What is required.
Locate every line in the records that contains the word "flower", and copy each one.

(Bounding-box records)
★ ★ ★ ★

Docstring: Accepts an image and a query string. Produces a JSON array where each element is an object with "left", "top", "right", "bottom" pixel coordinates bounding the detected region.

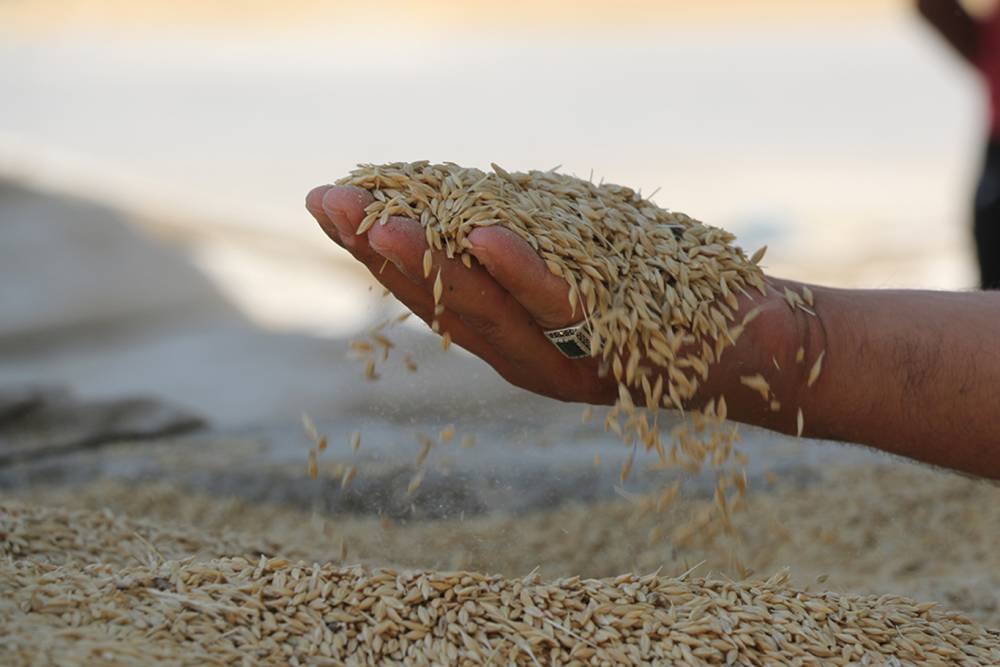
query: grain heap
[
  {"left": 0, "top": 503, "right": 1000, "bottom": 665},
  {"left": 338, "top": 162, "right": 812, "bottom": 522}
]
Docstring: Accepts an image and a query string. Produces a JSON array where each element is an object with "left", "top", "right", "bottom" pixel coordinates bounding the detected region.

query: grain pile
[
  {"left": 0, "top": 502, "right": 1000, "bottom": 665},
  {"left": 338, "top": 162, "right": 818, "bottom": 525}
]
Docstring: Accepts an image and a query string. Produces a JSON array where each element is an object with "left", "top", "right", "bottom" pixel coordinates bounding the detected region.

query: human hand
[{"left": 306, "top": 185, "right": 800, "bottom": 431}]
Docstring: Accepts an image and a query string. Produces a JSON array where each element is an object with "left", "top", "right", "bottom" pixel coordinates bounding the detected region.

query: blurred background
[
  {"left": 0, "top": 0, "right": 1000, "bottom": 620},
  {"left": 0, "top": 0, "right": 988, "bottom": 419}
]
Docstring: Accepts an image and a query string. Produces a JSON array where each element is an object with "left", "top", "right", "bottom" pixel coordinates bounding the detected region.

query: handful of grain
[{"left": 338, "top": 162, "right": 801, "bottom": 514}]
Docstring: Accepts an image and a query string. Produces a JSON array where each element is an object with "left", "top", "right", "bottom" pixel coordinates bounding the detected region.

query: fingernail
[
  {"left": 325, "top": 208, "right": 354, "bottom": 248},
  {"left": 469, "top": 243, "right": 493, "bottom": 273}
]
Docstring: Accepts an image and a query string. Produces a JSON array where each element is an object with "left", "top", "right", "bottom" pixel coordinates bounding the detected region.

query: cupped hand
[{"left": 306, "top": 185, "right": 798, "bottom": 430}]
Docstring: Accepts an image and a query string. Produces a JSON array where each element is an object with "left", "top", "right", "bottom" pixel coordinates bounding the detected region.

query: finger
[
  {"left": 368, "top": 217, "right": 538, "bottom": 360},
  {"left": 468, "top": 226, "right": 582, "bottom": 329},
  {"left": 306, "top": 185, "right": 503, "bottom": 365},
  {"left": 319, "top": 185, "right": 375, "bottom": 262},
  {"left": 368, "top": 217, "right": 596, "bottom": 400}
]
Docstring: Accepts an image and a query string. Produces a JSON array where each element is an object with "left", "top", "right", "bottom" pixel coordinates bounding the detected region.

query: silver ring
[{"left": 544, "top": 322, "right": 590, "bottom": 359}]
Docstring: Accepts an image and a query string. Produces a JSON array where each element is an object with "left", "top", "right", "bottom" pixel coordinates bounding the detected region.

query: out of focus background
[
  {"left": 0, "top": 0, "right": 1000, "bottom": 618},
  {"left": 0, "top": 0, "right": 986, "bottom": 417}
]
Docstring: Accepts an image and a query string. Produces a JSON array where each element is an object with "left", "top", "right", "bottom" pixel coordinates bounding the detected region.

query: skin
[
  {"left": 916, "top": 0, "right": 979, "bottom": 65},
  {"left": 306, "top": 185, "right": 1000, "bottom": 479}
]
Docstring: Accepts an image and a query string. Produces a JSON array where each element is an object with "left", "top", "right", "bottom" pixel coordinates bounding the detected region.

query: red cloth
[{"left": 978, "top": 5, "right": 1000, "bottom": 139}]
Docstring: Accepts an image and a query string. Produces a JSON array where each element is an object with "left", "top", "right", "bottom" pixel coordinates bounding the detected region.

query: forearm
[
  {"left": 917, "top": 0, "right": 979, "bottom": 64},
  {"left": 795, "top": 288, "right": 1000, "bottom": 478}
]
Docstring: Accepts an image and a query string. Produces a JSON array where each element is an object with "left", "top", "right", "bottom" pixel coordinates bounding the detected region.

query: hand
[{"left": 306, "top": 185, "right": 801, "bottom": 431}]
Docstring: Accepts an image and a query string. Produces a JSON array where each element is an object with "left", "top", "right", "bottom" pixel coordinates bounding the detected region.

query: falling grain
[{"left": 806, "top": 350, "right": 826, "bottom": 387}]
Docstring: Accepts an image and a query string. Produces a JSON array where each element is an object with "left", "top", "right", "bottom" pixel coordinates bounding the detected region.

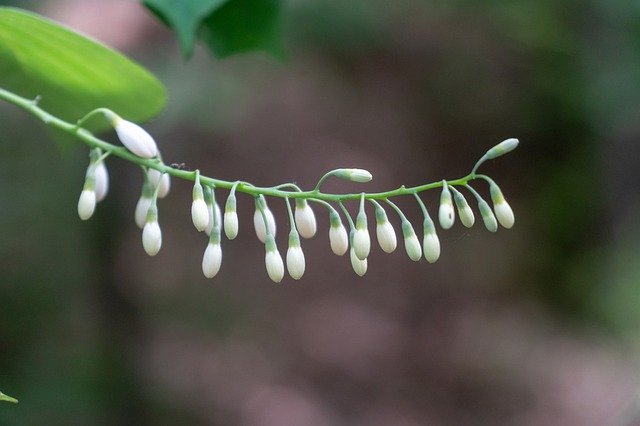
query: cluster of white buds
[{"left": 72, "top": 110, "right": 518, "bottom": 282}]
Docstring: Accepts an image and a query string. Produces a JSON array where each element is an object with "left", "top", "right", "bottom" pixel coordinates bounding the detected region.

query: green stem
[{"left": 0, "top": 88, "right": 477, "bottom": 203}]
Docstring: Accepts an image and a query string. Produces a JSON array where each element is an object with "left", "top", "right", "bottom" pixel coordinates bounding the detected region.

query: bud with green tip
[
  {"left": 333, "top": 169, "right": 373, "bottom": 183},
  {"left": 329, "top": 210, "right": 349, "bottom": 256},
  {"left": 376, "top": 204, "right": 398, "bottom": 253},
  {"left": 191, "top": 179, "right": 209, "bottom": 232},
  {"left": 264, "top": 234, "right": 284, "bottom": 283},
  {"left": 287, "top": 229, "right": 305, "bottom": 280},
  {"left": 224, "top": 193, "right": 238, "bottom": 240},
  {"left": 295, "top": 199, "right": 316, "bottom": 238},
  {"left": 451, "top": 187, "right": 476, "bottom": 228},
  {"left": 438, "top": 181, "right": 456, "bottom": 229},
  {"left": 478, "top": 199, "right": 498, "bottom": 232},
  {"left": 489, "top": 181, "right": 516, "bottom": 229},
  {"left": 351, "top": 208, "right": 371, "bottom": 260},
  {"left": 142, "top": 204, "right": 162, "bottom": 256},
  {"left": 483, "top": 138, "right": 519, "bottom": 160},
  {"left": 402, "top": 219, "right": 422, "bottom": 262}
]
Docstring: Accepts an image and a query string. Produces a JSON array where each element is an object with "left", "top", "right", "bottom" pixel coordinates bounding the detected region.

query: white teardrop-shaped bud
[
  {"left": 253, "top": 207, "right": 276, "bottom": 243},
  {"left": 349, "top": 247, "right": 367, "bottom": 276},
  {"left": 402, "top": 219, "right": 422, "bottom": 262},
  {"left": 490, "top": 181, "right": 516, "bottom": 229},
  {"left": 295, "top": 200, "right": 316, "bottom": 238},
  {"left": 287, "top": 230, "right": 305, "bottom": 280},
  {"left": 142, "top": 220, "right": 162, "bottom": 256},
  {"left": 351, "top": 209, "right": 371, "bottom": 260},
  {"left": 376, "top": 205, "right": 398, "bottom": 253},
  {"left": 438, "top": 182, "right": 456, "bottom": 229},
  {"left": 478, "top": 199, "right": 498, "bottom": 232},
  {"left": 224, "top": 193, "right": 238, "bottom": 240},
  {"left": 113, "top": 116, "right": 158, "bottom": 158},
  {"left": 78, "top": 189, "right": 96, "bottom": 220},
  {"left": 484, "top": 138, "right": 519, "bottom": 160},
  {"left": 451, "top": 187, "right": 476, "bottom": 228},
  {"left": 264, "top": 235, "right": 284, "bottom": 283},
  {"left": 94, "top": 161, "right": 109, "bottom": 201},
  {"left": 202, "top": 241, "right": 222, "bottom": 278}
]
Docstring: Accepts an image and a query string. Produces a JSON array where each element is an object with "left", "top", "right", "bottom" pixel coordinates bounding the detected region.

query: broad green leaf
[
  {"left": 200, "top": 0, "right": 285, "bottom": 59},
  {"left": 0, "top": 7, "right": 166, "bottom": 130},
  {"left": 143, "top": 0, "right": 228, "bottom": 58},
  {"left": 0, "top": 392, "right": 18, "bottom": 404}
]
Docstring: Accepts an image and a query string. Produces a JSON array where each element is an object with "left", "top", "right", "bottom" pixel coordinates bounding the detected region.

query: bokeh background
[{"left": 0, "top": 0, "right": 640, "bottom": 426}]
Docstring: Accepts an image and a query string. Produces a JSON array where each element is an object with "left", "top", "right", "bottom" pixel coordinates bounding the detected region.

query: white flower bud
[
  {"left": 422, "top": 223, "right": 440, "bottom": 263},
  {"left": 142, "top": 220, "right": 162, "bottom": 256},
  {"left": 113, "top": 116, "right": 158, "bottom": 158},
  {"left": 147, "top": 169, "right": 171, "bottom": 198},
  {"left": 78, "top": 189, "right": 96, "bottom": 220},
  {"left": 264, "top": 235, "right": 284, "bottom": 283},
  {"left": 94, "top": 161, "right": 109, "bottom": 201},
  {"left": 490, "top": 181, "right": 516, "bottom": 229},
  {"left": 352, "top": 211, "right": 371, "bottom": 260},
  {"left": 329, "top": 222, "right": 349, "bottom": 256},
  {"left": 253, "top": 207, "right": 276, "bottom": 243},
  {"left": 402, "top": 220, "right": 422, "bottom": 262},
  {"left": 349, "top": 247, "right": 367, "bottom": 276},
  {"left": 484, "top": 138, "right": 519, "bottom": 160},
  {"left": 224, "top": 193, "right": 238, "bottom": 240},
  {"left": 191, "top": 198, "right": 209, "bottom": 232},
  {"left": 295, "top": 200, "right": 316, "bottom": 238},
  {"left": 478, "top": 199, "right": 498, "bottom": 232},
  {"left": 452, "top": 187, "right": 476, "bottom": 228},
  {"left": 438, "top": 182, "right": 456, "bottom": 229},
  {"left": 287, "top": 231, "right": 305, "bottom": 280},
  {"left": 134, "top": 195, "right": 152, "bottom": 229},
  {"left": 202, "top": 242, "right": 222, "bottom": 278},
  {"left": 376, "top": 205, "right": 398, "bottom": 253},
  {"left": 335, "top": 169, "right": 373, "bottom": 183}
]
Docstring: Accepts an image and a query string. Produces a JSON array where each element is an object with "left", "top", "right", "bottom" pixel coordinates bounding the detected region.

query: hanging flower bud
[
  {"left": 224, "top": 193, "right": 238, "bottom": 240},
  {"left": 451, "top": 187, "right": 476, "bottom": 228},
  {"left": 147, "top": 169, "right": 171, "bottom": 198},
  {"left": 95, "top": 161, "right": 109, "bottom": 201},
  {"left": 111, "top": 113, "right": 158, "bottom": 158},
  {"left": 295, "top": 199, "right": 316, "bottom": 238},
  {"left": 142, "top": 204, "right": 162, "bottom": 256},
  {"left": 402, "top": 219, "right": 422, "bottom": 262},
  {"left": 349, "top": 247, "right": 367, "bottom": 276},
  {"left": 204, "top": 186, "right": 222, "bottom": 235},
  {"left": 329, "top": 210, "right": 349, "bottom": 256},
  {"left": 478, "top": 199, "right": 498, "bottom": 232},
  {"left": 202, "top": 228, "right": 222, "bottom": 278},
  {"left": 78, "top": 174, "right": 96, "bottom": 220},
  {"left": 489, "top": 181, "right": 516, "bottom": 229},
  {"left": 287, "top": 229, "right": 305, "bottom": 280},
  {"left": 334, "top": 169, "right": 373, "bottom": 183},
  {"left": 376, "top": 204, "right": 398, "bottom": 253},
  {"left": 253, "top": 196, "right": 276, "bottom": 243},
  {"left": 264, "top": 233, "right": 284, "bottom": 283},
  {"left": 422, "top": 218, "right": 440, "bottom": 263},
  {"left": 483, "top": 138, "right": 519, "bottom": 160},
  {"left": 351, "top": 197, "right": 371, "bottom": 260},
  {"left": 438, "top": 181, "right": 456, "bottom": 229},
  {"left": 191, "top": 178, "right": 209, "bottom": 232}
]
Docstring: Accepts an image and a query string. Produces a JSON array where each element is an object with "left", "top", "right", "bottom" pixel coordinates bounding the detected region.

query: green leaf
[
  {"left": 200, "top": 0, "right": 285, "bottom": 59},
  {"left": 142, "top": 0, "right": 228, "bottom": 58},
  {"left": 0, "top": 392, "right": 18, "bottom": 404},
  {"left": 0, "top": 7, "right": 166, "bottom": 130}
]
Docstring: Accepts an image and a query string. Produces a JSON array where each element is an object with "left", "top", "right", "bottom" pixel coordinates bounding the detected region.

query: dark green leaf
[
  {"left": 0, "top": 7, "right": 166, "bottom": 130},
  {"left": 143, "top": 0, "right": 227, "bottom": 58},
  {"left": 200, "top": 0, "right": 284, "bottom": 58}
]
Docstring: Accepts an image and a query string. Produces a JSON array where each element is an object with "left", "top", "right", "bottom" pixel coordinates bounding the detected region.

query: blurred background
[{"left": 0, "top": 0, "right": 640, "bottom": 426}]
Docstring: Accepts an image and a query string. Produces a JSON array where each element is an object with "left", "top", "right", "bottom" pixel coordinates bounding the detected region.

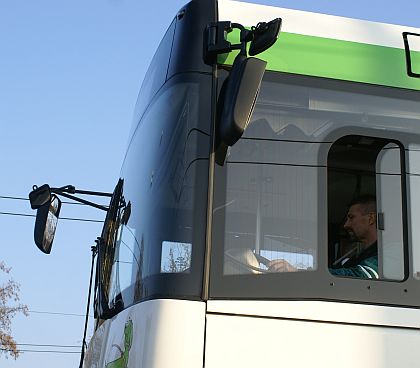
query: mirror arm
[{"left": 51, "top": 188, "right": 108, "bottom": 212}]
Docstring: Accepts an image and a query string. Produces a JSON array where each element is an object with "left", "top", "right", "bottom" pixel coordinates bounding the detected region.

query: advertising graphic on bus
[{"left": 30, "top": 0, "right": 420, "bottom": 368}]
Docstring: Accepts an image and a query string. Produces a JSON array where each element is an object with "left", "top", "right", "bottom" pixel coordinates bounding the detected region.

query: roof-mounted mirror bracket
[
  {"left": 204, "top": 18, "right": 282, "bottom": 64},
  {"left": 29, "top": 183, "right": 124, "bottom": 254}
]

★ ★ ★ ★

The reply.
query: white flower bud
query: hanging flower bud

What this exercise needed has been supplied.